[Start Source records]

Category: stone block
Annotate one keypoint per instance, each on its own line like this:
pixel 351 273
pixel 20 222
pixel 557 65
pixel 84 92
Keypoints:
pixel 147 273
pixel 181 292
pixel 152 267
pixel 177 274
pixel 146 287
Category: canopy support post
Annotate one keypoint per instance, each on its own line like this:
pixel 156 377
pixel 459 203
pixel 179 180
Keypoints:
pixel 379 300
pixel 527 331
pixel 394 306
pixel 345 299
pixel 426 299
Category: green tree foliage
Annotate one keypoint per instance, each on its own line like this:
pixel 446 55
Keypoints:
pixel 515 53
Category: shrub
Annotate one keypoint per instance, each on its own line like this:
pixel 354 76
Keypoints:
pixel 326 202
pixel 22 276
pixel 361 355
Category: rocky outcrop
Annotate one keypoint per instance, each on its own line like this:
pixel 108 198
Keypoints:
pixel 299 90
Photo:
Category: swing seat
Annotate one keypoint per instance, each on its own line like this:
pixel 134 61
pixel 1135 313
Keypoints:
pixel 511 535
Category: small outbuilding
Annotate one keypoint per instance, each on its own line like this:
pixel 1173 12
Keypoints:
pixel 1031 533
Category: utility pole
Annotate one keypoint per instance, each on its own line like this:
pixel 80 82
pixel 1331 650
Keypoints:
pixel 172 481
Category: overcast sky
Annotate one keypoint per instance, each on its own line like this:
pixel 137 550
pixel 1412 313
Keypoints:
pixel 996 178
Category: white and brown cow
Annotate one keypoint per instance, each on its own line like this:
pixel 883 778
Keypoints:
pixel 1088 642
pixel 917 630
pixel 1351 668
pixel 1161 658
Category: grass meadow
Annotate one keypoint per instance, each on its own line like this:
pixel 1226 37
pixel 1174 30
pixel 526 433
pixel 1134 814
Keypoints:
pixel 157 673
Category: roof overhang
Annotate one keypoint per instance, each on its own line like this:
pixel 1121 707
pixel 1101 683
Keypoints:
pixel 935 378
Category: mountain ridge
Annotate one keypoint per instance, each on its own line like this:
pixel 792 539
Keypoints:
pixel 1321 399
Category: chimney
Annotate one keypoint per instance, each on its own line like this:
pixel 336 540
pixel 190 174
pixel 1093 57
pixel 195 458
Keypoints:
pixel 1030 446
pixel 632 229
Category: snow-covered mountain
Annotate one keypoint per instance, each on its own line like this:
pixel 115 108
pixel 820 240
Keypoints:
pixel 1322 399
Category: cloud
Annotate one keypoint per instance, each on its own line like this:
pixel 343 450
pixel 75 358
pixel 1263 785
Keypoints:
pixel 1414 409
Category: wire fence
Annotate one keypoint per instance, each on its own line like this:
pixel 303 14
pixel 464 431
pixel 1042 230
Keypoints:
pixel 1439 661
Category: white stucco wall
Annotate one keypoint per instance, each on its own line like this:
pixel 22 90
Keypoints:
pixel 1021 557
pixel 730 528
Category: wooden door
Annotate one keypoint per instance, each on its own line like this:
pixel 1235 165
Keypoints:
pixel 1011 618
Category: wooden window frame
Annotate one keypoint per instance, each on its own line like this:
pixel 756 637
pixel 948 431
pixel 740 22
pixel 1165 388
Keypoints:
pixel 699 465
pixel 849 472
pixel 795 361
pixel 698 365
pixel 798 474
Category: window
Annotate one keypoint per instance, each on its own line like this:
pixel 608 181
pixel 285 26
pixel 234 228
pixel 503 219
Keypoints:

[End Source records]

**What needs to be done:** Output every line from the one containing "Category: grass meadow" through the end of the entries as a Markdown table with the columns Row and Text. Number the rows and leave out blank lines.

**Correct response:**
| Row | Text |
|---|---|
| 1 | Category: grass meadow |
| 2 | Annotate one keypoint per instance, each on its own line like this: |
| 3 | pixel 1226 37 |
| 4 | pixel 1174 30 |
| 5 | pixel 526 433 |
| 6 | pixel 1134 814 |
| 7 | Keypoints: |
| 8 | pixel 157 673 |
| 9 | Category: roof overhang |
| 10 | Annotate one keypoint per instance, each on its own line like this: |
| 11 | pixel 1121 707 |
| 12 | pixel 1101 683 |
| 13 | Keypoints: |
| 14 | pixel 935 378 |
| 15 | Category: mountain ridge |
| 16 | Annotate one keypoint per instance, each on its own line like this: |
| 17 | pixel 792 539 |
| 18 | Keypoints: |
| 19 | pixel 1321 399 |
| 20 | Category: chimney |
| 21 | Annotate one keypoint per instance, each on its own line like this: |
| 22 | pixel 336 540 |
| 23 | pixel 190 174 |
| 24 | pixel 1093 57 |
| 25 | pixel 195 458 |
| 26 | Keypoints: |
| 27 | pixel 1030 446 |
| 28 | pixel 632 229 |
| 29 | Category: snow-covered mountain |
| 30 | Annotate one keypoint per instance, each on its own line like this: |
| 31 | pixel 115 108 |
| 32 | pixel 820 240 |
| 33 | Keypoints: |
| 34 | pixel 1322 399 |
| 35 | Category: cloud |
| 36 | Annotate one keypoint per instance, each on its own line like this: |
| 37 | pixel 343 450 |
| 38 | pixel 75 358 |
| 39 | pixel 1263 785 |
| 40 | Keypoints: |
| 41 | pixel 1414 409 |
| 42 | Category: wire fence |
| 43 | Annotate one keypoint per instance, each on its own line like this: |
| 44 | pixel 303 14 |
| 45 | pixel 464 431 |
| 46 | pixel 1042 230 |
| 47 | Keypoints: |
| 48 | pixel 1439 661 |
| 49 | Category: white stucco wall |
| 50 | Annotate one keypoint per instance, each on its own line like this: |
| 51 | pixel 22 90 |
| 52 | Keypoints: |
| 53 | pixel 1021 557 |
| 54 | pixel 730 528 |
| 55 | Category: wooden door |
| 56 | Annotate one keypoint per instance, each on its own line like this: |
| 57 | pixel 1235 165 |
| 58 | Keypoints: |
| 59 | pixel 1011 618 |
| 60 | Category: wooden window frame |
| 61 | Annotate one keypoint per instance, each on its own line like this: |
| 62 | pixel 756 637 |
| 63 | pixel 948 431 |
| 64 | pixel 740 22 |
| 65 | pixel 1165 388 |
| 66 | Keypoints: |
| 67 | pixel 699 465 |
| 68 | pixel 849 472 |
| 69 | pixel 795 361 |
| 70 | pixel 698 365 |
| 71 | pixel 798 474 |
| 72 | Category: window |
| 73 | Annotate one keypoint per instance, each on its own line like this: |
| 74 | pixel 608 181 |
| 75 | pixel 285 26 |
| 76 | pixel 234 228 |
| 77 | pixel 503 219 |
| 78 | Keypoints: |